_PASSAGE PROVIDED_:
Once a year — starting now, during your engagement season — sit down separately and write each other a letter.
Not together. Not at the same time. Just whenever the moment feels right. Maybe on a Sunday morning before the week takes over. Maybe late at night when the house is quiet and you're thinking about everything that's ahead.
Write what you're feeling. What you're happy about. What scares you a little. What you hope your life together looks like in five years, ten years, thirty years. Write what you already know about this person — the thing that made you say yes. Write the small stuff too. What you had for dinner last night. What song has been stuck in your head. What you argued about this week and how you came back to each other.
Don't edit it. Don't rewrite it. Don't worry about whether it sounds good. That's not the point. The point is honesty — a snapshot of exactly who you are in this moment, preserved in ink.
Seal it. Put it somewhere safe. And don't open it until your next anniversary.
Then do it again.
The Long Game
Year one, you'll have one letter each. Two sealed envelopes and a promise to wait.
Year five, you'll have five. A small stack that's starting to feel like something.
Year ten, the paper will be yellowing slightly. Your handwriting might be different. The things you worried about in year two will seem so small from where you're standing now.
Year twenty, you'll have a collection. Twenty letters from twenty versions of the person you married — and twenty letters from twenty versions of yourself. Some will make you laugh. Some will make you cry. Some will remind you of seasons you forgot you survived.

_RECORDS SHOWN_:
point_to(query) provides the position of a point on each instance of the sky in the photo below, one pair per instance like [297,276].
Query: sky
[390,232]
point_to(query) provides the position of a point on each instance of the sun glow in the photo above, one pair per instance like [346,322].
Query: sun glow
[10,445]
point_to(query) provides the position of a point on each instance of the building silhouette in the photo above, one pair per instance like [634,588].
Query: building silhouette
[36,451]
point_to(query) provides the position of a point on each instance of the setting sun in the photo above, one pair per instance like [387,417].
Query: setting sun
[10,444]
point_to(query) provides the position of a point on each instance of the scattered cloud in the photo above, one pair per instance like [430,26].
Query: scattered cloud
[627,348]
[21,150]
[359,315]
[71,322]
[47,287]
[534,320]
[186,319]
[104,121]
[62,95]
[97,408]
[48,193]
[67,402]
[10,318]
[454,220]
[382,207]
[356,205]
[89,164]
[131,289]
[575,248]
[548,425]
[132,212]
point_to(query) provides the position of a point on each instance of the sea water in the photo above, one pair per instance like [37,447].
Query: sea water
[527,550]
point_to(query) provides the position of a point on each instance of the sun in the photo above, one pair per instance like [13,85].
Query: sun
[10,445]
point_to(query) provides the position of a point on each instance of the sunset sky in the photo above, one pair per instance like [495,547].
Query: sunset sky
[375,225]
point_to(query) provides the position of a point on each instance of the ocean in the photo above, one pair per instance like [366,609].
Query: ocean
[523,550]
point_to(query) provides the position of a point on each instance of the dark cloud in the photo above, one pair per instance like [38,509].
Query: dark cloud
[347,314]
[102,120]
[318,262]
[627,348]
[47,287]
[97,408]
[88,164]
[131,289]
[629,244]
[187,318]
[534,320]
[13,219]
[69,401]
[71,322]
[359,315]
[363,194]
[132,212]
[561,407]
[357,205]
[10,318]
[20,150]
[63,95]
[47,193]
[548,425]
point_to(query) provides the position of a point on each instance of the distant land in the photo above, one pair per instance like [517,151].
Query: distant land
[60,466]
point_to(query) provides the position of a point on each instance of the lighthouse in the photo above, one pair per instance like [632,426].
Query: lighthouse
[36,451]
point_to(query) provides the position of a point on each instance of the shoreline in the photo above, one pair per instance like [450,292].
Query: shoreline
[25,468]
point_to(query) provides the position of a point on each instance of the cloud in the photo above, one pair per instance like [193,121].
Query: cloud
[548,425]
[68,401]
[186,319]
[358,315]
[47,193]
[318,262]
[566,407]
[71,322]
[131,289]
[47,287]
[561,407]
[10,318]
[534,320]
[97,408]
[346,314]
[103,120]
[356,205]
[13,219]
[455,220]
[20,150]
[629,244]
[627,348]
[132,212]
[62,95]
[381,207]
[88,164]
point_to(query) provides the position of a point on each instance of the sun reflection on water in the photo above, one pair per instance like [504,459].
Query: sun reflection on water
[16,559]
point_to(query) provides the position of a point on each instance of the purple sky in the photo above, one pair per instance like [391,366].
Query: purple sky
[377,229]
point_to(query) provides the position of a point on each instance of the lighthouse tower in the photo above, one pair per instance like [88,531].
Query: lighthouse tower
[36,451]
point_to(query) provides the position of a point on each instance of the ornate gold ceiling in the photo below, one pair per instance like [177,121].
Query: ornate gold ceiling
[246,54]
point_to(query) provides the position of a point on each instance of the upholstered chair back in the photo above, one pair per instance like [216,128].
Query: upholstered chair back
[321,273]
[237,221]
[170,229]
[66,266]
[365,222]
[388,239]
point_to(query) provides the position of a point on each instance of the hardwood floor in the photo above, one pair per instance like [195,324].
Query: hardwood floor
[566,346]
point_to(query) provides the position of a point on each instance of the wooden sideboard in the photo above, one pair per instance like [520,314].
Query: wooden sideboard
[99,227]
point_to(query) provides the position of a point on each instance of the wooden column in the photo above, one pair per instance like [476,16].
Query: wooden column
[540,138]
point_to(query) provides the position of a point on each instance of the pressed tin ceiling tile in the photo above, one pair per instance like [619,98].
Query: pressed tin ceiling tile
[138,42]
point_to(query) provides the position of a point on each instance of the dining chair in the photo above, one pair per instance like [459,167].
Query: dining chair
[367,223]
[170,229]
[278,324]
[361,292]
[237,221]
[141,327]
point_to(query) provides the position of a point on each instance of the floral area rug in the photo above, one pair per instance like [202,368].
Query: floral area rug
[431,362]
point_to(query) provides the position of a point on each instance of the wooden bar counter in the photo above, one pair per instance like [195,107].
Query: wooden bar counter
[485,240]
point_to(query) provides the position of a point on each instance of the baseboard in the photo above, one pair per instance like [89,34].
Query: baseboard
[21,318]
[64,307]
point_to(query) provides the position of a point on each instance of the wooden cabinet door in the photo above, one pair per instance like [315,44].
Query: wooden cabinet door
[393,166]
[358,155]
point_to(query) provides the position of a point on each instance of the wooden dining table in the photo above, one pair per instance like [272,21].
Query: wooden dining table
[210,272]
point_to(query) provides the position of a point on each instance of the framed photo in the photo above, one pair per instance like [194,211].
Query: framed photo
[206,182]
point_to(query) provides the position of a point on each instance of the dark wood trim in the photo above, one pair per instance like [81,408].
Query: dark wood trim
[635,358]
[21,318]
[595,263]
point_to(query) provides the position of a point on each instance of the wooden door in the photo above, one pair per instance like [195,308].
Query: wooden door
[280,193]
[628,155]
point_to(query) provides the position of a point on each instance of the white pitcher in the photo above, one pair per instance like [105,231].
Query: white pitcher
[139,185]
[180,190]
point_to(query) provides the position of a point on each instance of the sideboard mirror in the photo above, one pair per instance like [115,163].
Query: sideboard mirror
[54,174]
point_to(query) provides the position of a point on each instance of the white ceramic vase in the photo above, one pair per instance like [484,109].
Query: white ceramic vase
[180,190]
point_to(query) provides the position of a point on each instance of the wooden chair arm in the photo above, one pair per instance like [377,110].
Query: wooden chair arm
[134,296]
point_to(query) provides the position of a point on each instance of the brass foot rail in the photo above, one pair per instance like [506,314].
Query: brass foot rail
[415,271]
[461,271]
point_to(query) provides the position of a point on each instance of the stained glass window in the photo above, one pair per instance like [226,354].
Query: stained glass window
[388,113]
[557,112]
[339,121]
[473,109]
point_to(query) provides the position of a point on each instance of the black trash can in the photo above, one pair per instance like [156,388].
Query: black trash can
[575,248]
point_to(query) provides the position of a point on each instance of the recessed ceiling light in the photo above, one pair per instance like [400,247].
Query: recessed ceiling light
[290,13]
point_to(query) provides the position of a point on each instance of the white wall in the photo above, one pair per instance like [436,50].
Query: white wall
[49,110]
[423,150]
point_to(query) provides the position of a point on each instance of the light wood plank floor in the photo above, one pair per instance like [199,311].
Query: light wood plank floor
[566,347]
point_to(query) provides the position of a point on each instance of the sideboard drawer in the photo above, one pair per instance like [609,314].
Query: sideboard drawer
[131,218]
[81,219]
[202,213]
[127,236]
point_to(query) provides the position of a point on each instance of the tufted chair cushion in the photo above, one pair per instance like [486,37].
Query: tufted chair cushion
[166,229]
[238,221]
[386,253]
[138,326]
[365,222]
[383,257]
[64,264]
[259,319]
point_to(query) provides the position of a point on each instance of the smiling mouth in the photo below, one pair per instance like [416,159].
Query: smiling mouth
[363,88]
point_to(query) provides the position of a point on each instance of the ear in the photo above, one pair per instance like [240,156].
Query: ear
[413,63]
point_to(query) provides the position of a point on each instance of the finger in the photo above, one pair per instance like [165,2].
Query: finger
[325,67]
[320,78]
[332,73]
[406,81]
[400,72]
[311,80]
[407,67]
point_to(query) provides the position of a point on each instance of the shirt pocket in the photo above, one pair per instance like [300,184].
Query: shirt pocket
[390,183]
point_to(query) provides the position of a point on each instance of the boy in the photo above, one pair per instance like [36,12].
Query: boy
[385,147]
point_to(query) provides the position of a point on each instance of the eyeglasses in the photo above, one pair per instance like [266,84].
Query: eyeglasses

_SET EXERCISE A_:
Return each line of the records that includes the word "smiling".
_SET EXERCISE B_:
Go on with the passage about writing each other a sealed letter every year, starting right after its final sentence.

_RIGHT ANSWER A_:
point_to(query) provides the position of a point on each instance of the smiling mouth in the photo below, one pair per instance like [416,159].
Query: smiling mouth

_RIGHT ANSWER B_:
And one day — maybe when you're cleaning out a closet or moving to a smaller house or sitting with your kids at the kitchen table on a Sunday afternoon — someone will find them. A box of letters in your handwriting, spanning decades. They'll read your words and know exactly who you were when you were just getting started. They'll see the way your love grew, changed, deepened, and held. Not because you told them about it. Because you wrote it down.
That's not stationery. That's a legacy.
Starting Yours
My grandmother didn't know she was creating heirlooms every Sunday. She was just doing what felt right — keeping a record of the people she loved in the only permanent way she knew how.
You can do the same thing. One letter. Once a year. Sealed and kept somewhere beautiful — somewhere it won't get lost in a junk drawer or buried under takeout menus.
Start this Sunday. It takes ten minutes. And I promise you — the version of you who opens that letter a year from now will be so grateful that the version of you who wrote it took the time to be honest on paper.
Some things are meant to be kept.
Your words to each other are one of them.